(Source data)
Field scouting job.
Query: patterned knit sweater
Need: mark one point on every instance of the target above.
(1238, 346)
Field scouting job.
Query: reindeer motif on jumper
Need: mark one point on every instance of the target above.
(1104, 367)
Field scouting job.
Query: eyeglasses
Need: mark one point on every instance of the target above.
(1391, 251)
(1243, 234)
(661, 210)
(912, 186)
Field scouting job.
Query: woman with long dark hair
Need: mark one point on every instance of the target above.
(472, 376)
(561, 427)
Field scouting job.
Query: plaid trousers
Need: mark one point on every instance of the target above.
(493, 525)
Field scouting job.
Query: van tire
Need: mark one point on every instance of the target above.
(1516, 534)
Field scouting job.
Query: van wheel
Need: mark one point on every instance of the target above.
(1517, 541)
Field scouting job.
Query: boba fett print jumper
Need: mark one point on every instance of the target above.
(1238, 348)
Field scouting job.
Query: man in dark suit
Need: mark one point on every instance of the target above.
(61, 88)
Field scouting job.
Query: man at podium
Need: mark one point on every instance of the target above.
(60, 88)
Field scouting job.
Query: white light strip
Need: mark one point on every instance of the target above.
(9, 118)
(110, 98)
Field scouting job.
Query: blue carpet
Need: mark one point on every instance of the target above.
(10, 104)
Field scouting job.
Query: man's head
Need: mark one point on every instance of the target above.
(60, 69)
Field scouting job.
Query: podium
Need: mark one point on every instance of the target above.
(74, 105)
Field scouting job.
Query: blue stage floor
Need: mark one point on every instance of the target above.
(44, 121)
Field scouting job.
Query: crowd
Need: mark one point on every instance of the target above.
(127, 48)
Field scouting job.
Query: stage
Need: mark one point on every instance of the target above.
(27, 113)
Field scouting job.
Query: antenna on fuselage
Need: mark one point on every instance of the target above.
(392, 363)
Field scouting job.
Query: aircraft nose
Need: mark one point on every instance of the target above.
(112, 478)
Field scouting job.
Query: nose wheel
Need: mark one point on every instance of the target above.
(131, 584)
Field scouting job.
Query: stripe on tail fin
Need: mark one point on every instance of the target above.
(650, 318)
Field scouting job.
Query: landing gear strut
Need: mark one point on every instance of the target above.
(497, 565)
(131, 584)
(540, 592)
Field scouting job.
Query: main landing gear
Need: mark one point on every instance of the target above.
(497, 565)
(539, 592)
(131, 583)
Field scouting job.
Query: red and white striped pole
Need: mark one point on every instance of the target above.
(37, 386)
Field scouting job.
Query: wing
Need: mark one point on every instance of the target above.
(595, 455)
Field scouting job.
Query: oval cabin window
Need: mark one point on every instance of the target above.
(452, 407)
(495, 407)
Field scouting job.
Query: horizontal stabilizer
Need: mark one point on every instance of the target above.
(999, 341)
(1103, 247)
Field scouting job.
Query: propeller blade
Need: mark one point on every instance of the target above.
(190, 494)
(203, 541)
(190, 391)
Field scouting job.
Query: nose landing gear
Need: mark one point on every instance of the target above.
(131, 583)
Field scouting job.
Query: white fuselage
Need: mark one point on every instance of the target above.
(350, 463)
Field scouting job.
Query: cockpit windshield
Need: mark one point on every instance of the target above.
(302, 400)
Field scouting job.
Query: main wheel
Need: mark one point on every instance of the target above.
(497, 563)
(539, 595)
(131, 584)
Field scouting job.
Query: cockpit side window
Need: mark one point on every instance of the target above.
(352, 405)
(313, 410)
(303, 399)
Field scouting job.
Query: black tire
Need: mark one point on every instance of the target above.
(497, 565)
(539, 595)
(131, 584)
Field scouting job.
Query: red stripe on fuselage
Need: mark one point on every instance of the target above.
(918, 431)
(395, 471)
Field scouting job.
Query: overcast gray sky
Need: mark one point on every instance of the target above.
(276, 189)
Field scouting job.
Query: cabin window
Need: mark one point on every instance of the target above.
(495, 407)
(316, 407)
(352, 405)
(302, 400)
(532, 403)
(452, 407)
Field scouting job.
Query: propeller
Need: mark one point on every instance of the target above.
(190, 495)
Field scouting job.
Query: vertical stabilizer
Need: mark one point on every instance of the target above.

WHAT IS BEING ASKED: The answer should consist solely of the lines from the first line above through the one with "Query: podium", both included, repeated exactly.

OUTPUT FOR THIS EXERCISE:
Field scouting job.
Query: patterned knit sweater
Need: mark one point on every instance of the target above.
(1238, 346)
Field scouting job.
Query: reindeer motif on jumper
Need: mark one point on every instance of the target above.
(1104, 367)
Field scouting job.
Query: eyeglasses
Need: mark one point on every instance of the target above.
(1391, 251)
(1243, 234)
(661, 210)
(912, 186)
Field scouting job.
Query: woman with long dark hair
Need: mark one point on every instance of the target above.
(472, 376)
(561, 427)
Field scouting job.
Query: plaid trousers
Need: mark one point on every instance of the target above.
(493, 525)
Field scouting job.
Query: van tire
Need: mark one point on every instance of the target above.
(1516, 534)
Field scouting job.
Query: van wheel
Need: mark one point on every instance of the target above.
(1517, 541)
Field scouting job.
Query: boba fett print jumper
Need: mark one point on every instance of the target above.
(1238, 348)
Field scouting job.
Query: man in dark suit
Need: mark one point on every instance of the target above.
(61, 88)
Field scouting job.
Query: man at podium
Need: mark one point on every instance of the target above.
(60, 88)
Field scouting job.
Query: white light strip
Need: mark one point on every instance of the target above.
(9, 118)
(110, 98)
Field scouting job.
Query: blue carpet
Need: mark one point on every instance of the target above.
(10, 104)
Field scouting job.
Query: man's head
Need: mark one point on every instance of the target above.
(60, 69)
Field scouting job.
Query: podium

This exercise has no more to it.